**PROBLEM TO WORK ON**
Copy the CIMS portal case study between "The backend seems" and "as January 2021.", inclusive, substituting "NGINX" for each "nginx".
-- PASSAGE SHOWN follows --
We’re in this pandemic for over a year. Malaysian government has recently issued a decree for a “total lockdown”, which requires everyone to work from home. Only selected sectors that has been predefined, or which has approval from the ministry is allowed to operate.
In order to obtain the approval, one has to fill in the details make the submission to MITI, through its CIMS portal. The portal was developed by MARII, an agency under MITI. In this case study, we look at the portal’s operational effectiveness and a view into governmental online services or its digitalization process.
The lockdown was announced to be effective 1 June 2021 till 14 June 2021 (ignoring the fact that Health Director General mentioning that it will take between 3-4 months for the lockdown’s effectiveness to bear fruit). From the onsite, doubts shrouded over the process of applying, with multiple ministries involved in the approval process. After much ado, it was decided that MITI’s CIMS3.0 will be the single point of application.
CIMS in production
The system was being used in the previous lockdown, however not much documentation about its effectiveness was made available. Hence, during this “supposedly final” lockdown as vaccination drive intensifies, it was imperative for me to document the effectiveness of this system.
The system seems to have been tiered based on current practices. The front-end is guessably using Varnish Cache server, to speed up the page delivery to the clients. This was discovered as there were constant Varnish errors that appeared throughout the usage of the system.
The backend seems to be via an nginx web server which would have acted as a proxy to the actual web application or web services. This was also evident from the error page seen from the errors displayed.
One interesting to note is that while the nginx system was in the backed, it displayed the version number 1.16.1. The current version for nginx is 1.17.0 while 1.16 branch is only maintained for fixes. The version of nginx used has been reported to be vulnerable to CVE-2021-23017 which results in RCE (remote code execution). Based on the CVE creation date, the vulnerability was known as far as January 2021.
It seems that MITI seems to have their ears on the wire. Based on the feedbacks provided, MITI quickly set up specific error pages to mask the underlying daemon messages. Good first move, but damage done, and information now made available.
-- PASSAGE SHOWN concluded --
-- EXCERPTED DATA follows --
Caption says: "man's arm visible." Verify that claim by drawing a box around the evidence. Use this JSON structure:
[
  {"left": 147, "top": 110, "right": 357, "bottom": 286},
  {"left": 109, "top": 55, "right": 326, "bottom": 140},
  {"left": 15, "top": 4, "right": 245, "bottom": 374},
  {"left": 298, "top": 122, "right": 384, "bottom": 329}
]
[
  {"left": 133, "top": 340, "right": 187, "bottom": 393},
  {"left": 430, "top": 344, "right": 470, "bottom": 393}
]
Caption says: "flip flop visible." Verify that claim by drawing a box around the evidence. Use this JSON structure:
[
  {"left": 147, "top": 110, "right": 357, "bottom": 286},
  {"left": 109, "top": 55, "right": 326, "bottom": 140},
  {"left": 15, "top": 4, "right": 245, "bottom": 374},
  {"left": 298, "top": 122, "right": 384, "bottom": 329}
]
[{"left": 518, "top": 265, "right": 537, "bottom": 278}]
-- EXCERPTED DATA concluded --
-- EXCERPTED DATA follows --
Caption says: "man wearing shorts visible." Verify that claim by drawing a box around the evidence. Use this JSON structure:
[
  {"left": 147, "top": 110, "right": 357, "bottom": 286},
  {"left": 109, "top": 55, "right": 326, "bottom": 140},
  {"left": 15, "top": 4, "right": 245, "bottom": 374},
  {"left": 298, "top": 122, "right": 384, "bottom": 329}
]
-- EXCERPTED DATA concluded --
-- EXCERPTED DATA follows --
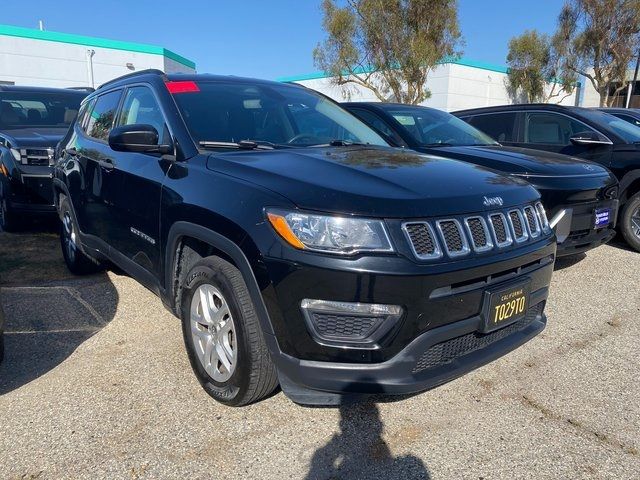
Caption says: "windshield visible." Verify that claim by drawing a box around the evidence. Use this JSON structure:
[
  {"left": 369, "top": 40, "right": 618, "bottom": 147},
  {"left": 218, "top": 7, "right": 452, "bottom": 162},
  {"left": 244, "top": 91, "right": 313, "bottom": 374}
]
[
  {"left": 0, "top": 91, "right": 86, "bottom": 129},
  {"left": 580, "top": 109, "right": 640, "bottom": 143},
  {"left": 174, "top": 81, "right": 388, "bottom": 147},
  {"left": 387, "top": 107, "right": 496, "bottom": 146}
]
-- EXCERPTED DATA concluded --
**TASK SOLUTION**
The backend seems to be via an NGINX web server which would have acted as a proxy to the actual web application or web services. This was also evident from the error page seen from the errors displayed.
One interesting to note is that while the NGINX system was in the backed, it displayed the version number 1.16.1. The current version for NGINX is 1.17.0 while 1.16 branch is only maintained for fixes. The version of NGINX used has been reported to be vulnerable to CVE-2021-23017 which results in RCE (remote code execution). Based on the CVE creation date, the vulnerability was known as far as January 2021.